====== Source document

# eSATA cartridge/cradle unit



## Ryan (Apr 24, 2002)

While these things are not unknown, I previously only saw them for sale from some overseas company that charged some really expensive international freight rate.

This is the first I've seen them in the country:

http://www.cyberguys.com/templates/SearchDetail.asp?productID=22660

It could make adding (and swapping) expansion drives quite simple:


----------



## Stuart Sweet (Jun 19, 2006)

I think I saw something like that on engadget. I'm not sure what the benefit is over a conventional enclosure.


----------



## Kil4Thril (Apr 13, 2008)

Stuart Sweet said:


> I think I saw something like that on engadget. I'm not sure what the benefit is over a conventional enclosure.


Maybe for a computer geek who has a half-dozen drives sitting around unused, it would be cheaper than purchasing a large, new drive.


----------



## Ryan (Apr 24, 2002)

Stuart Sweet said:


> I think I saw something like that on engadget. I'm not sure what the benefit is over a conventional enclosure.


Yeah, I guess the need it fits is if you need to swap drives.


----------



## MountainMan10 (Jan 31, 2008)

Don't even want to hear what my wife would say if I put that next to the DVR in the living room.


----------



## P Smith (Jul 25, 2002)

You can get it cheap at Microcenter for $28.


----------



## HighVoltage (Nov 27, 2007)

P Smith said:


> You can get it cheap at Microcenter for $28.


Thats not *e*SATA capable.


----------



## bwaldron (Oct 24, 2005)

Stuart Sweet said:


> I think I saw something like that on engadget. I'm not sure what the benefit is over a conventional enclosure.


For this purpose, none -- and it isn't eSata anyway (as I see someone has pointed out).

But having something like that can be handy for PC purposes to quickly connect/swap drives for testing, backup or the like.


----------



## Ryan (Apr 24, 2002)

The one I posted is esata;

Maybe I should have posted this in the CE forum? I thought people might want to be able to swap drives between software versions...

But then again, a $40 dock that doesn't require unscrewing covers, screwing in drives, screwing it all back together might be useful for folks outside of the CE world too.


----------



## markbox (Apr 12, 2008)

I've been using a similar setup on my DirectTiVo for years.
It's not pretty but it works and makes drive swaps very 
easy.


----------



## Sirshagg (Dec 30, 2006)

Ryan said:


> While these things are not unknown, I previously only saw them for sale from some overseas company that charged some really expensive international freight rate.
> 
> This is the first I've seen them in the country:
> 
> ...


OK, I'll admit it - the geek in me finds that really cool.

============
====== Listed entries

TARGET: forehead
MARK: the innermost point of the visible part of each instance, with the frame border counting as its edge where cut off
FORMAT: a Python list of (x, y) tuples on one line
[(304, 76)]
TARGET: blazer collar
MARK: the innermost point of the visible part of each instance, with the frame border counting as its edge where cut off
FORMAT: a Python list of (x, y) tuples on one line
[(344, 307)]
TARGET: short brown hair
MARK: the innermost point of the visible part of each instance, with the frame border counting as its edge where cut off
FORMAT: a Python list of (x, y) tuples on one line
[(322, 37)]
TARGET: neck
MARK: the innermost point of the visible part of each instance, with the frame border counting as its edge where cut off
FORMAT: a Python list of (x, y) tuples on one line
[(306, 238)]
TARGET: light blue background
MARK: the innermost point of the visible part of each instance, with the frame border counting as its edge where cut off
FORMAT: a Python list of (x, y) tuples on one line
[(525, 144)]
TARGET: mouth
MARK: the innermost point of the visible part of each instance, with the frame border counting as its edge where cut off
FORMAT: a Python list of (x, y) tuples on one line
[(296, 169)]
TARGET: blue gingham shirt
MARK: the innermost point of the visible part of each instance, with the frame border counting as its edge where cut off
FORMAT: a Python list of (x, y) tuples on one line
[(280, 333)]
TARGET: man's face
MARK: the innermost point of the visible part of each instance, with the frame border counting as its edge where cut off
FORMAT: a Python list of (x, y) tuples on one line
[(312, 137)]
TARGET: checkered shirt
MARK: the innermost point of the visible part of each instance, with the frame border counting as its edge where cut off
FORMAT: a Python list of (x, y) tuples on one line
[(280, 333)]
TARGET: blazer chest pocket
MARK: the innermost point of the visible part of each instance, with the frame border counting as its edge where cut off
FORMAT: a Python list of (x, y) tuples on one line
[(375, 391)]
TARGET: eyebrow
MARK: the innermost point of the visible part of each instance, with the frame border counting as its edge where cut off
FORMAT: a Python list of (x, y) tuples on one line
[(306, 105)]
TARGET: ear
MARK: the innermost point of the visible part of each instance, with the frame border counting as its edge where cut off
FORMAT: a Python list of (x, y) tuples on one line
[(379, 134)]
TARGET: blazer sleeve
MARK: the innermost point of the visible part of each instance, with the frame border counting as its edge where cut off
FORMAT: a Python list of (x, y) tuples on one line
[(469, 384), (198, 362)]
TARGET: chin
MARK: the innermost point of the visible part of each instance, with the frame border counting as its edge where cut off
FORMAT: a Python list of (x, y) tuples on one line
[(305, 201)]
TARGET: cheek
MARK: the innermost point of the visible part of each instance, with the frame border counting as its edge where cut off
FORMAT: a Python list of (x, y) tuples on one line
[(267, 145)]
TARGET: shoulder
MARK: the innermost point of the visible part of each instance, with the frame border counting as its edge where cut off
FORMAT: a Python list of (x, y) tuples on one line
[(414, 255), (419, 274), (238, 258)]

============

### What is asked
A. In the eSATA cartridge thread, what price does P Smith give for buying the unit at Microcenter?
B. Output the eSATA cartridge thread between "But then again, a" and "DirectTiVo for years.", inclusive.
C. Check each statement against the eSATA cartridge thread and answer yes or no, quoting the words that decide it:
(i) Ryan mentions a $40 dock that spares users from unscrewing covers.
(ii) markbox says he has used a similar setup on his DirectTiVo for years.
(iii) MountainMan10 says he plans to put the unit next to the DVR in his living room.
The records are not used here.

### Solutions to the problems
A. $28.

B.
But then again, a $40 dock that doesn't require unscrewing covers, screwing in drives, screwing it all back together might be useful for folks outside of the CE world too.


----------



## markbox (Apr 12, 2008)

I've been using a similar setup on my DirectTiVo for years.

C.
(i) Yes: "a $40 dock that doesn't require unscrewing covers, screwing in drives, screwing it all back together"
(ii) Yes: "I've been using a similar setup on my DirectTiVo for years."
(iii) No: "Don't even want to hear what my wife would say if I put that next to the DVR in the living room."